Set exercise: Can you reproduce the material below word for word, leaving out any picture?

Entries shown:
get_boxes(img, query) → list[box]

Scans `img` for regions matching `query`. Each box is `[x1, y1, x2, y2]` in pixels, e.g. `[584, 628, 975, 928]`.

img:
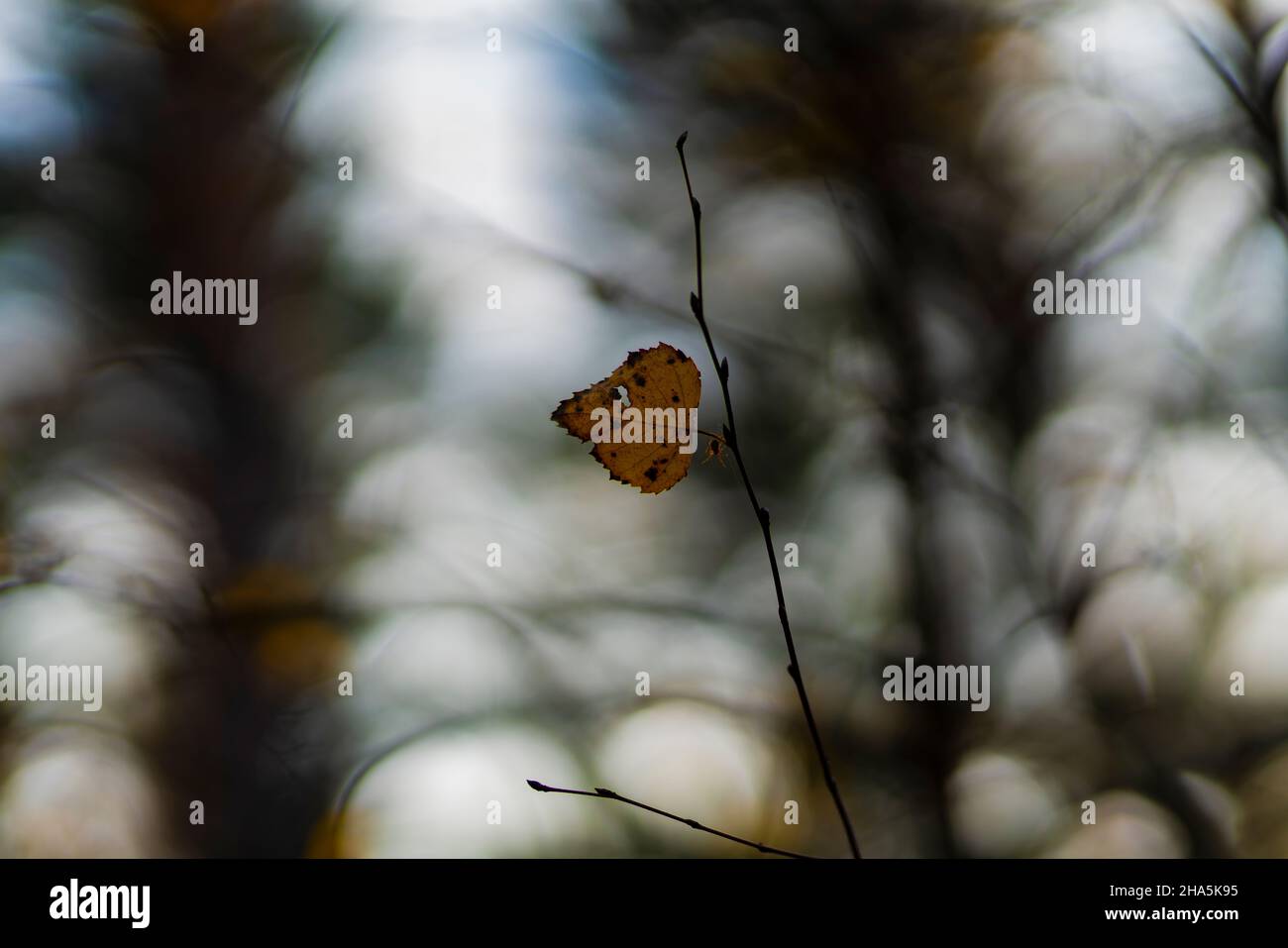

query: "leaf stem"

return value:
[675, 132, 862, 859]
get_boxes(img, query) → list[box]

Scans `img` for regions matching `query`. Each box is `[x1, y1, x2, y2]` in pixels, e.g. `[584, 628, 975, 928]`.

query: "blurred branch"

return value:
[528, 781, 814, 859]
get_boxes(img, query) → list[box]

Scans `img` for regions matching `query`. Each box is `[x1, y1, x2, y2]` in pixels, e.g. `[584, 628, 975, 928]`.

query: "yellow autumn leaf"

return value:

Exercise result:
get_boxes(img, query) → list[box]

Scans `img` for regions matching `query`. Each box is `[x1, y1, x2, y2]` in pixels, e.g. `[584, 628, 975, 928]`.

img:

query: "leaf stem"

return value:
[675, 132, 862, 859]
get_boxes(img, query) → list[box]

Scans `img` for regions matching `query`. Each box is `[x1, y1, x2, y2]` in pixels, e.g. `[584, 628, 975, 928]`.

query: "blurred branch"

return value:
[528, 781, 814, 859]
get_boxes(img, query) → list[box]

Scans `img` for regions matching `query`. Each box is `[x1, y1, x2, y2]` in pixels, e.g. `[584, 628, 975, 928]`.

query: "yellow autumn leaf"

return value:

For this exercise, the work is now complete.